(Given problem) Show each line of the data that contains the word "flag".

(Records supplied)

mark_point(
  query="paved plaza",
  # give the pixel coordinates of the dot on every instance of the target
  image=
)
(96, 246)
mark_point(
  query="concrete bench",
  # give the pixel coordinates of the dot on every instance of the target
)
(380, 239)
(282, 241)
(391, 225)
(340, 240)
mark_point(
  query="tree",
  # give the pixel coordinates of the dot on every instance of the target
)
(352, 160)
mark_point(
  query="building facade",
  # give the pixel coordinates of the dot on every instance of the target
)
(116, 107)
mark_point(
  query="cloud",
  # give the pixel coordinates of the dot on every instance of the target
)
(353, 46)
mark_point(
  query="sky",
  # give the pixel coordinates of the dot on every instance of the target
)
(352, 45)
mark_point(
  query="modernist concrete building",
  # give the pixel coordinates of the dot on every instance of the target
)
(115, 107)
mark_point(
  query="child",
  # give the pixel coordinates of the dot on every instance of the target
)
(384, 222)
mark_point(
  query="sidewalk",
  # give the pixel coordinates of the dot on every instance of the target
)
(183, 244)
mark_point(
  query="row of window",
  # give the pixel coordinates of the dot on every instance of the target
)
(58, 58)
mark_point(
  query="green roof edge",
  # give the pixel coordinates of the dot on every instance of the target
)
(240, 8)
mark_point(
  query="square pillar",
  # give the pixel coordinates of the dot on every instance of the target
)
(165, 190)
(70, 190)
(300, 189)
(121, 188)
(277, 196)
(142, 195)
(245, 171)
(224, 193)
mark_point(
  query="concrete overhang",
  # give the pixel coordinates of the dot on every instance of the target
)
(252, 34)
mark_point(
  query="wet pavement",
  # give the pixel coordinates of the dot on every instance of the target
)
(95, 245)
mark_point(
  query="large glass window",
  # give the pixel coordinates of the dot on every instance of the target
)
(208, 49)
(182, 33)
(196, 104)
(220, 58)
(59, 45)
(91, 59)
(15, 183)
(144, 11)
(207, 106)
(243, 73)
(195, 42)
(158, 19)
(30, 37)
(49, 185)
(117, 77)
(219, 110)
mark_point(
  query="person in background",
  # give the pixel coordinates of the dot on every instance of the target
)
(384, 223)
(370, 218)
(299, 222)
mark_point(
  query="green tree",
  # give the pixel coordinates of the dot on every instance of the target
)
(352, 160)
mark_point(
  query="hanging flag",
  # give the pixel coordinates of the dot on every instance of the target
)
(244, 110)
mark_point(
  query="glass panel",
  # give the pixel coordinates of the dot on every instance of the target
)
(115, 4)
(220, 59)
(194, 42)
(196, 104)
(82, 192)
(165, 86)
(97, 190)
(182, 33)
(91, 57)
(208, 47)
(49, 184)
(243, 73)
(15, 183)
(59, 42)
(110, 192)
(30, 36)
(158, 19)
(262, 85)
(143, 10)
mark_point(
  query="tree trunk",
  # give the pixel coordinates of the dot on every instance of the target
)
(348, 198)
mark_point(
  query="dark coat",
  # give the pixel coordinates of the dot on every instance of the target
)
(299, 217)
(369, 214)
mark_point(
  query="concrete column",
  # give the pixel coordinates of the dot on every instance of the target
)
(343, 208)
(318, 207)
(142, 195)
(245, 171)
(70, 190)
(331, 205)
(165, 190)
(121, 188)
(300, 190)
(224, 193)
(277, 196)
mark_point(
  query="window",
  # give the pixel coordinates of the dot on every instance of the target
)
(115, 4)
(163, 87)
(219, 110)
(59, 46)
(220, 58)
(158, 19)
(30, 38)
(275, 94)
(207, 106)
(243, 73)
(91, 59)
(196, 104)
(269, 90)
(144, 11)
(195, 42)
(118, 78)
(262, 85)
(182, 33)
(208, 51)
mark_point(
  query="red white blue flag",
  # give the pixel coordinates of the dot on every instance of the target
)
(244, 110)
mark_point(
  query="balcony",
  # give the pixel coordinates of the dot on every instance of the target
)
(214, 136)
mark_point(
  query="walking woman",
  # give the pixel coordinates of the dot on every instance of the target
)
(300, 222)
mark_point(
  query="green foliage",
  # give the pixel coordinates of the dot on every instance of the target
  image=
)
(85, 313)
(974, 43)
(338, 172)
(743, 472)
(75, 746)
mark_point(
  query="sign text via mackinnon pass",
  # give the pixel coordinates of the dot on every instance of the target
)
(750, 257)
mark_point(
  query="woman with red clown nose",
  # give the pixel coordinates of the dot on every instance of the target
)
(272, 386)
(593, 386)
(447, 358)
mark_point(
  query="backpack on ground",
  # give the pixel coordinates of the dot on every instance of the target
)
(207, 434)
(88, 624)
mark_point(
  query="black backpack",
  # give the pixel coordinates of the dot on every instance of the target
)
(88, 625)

(Response to the task)
  query="hanging flag",
  query="red white blue flag",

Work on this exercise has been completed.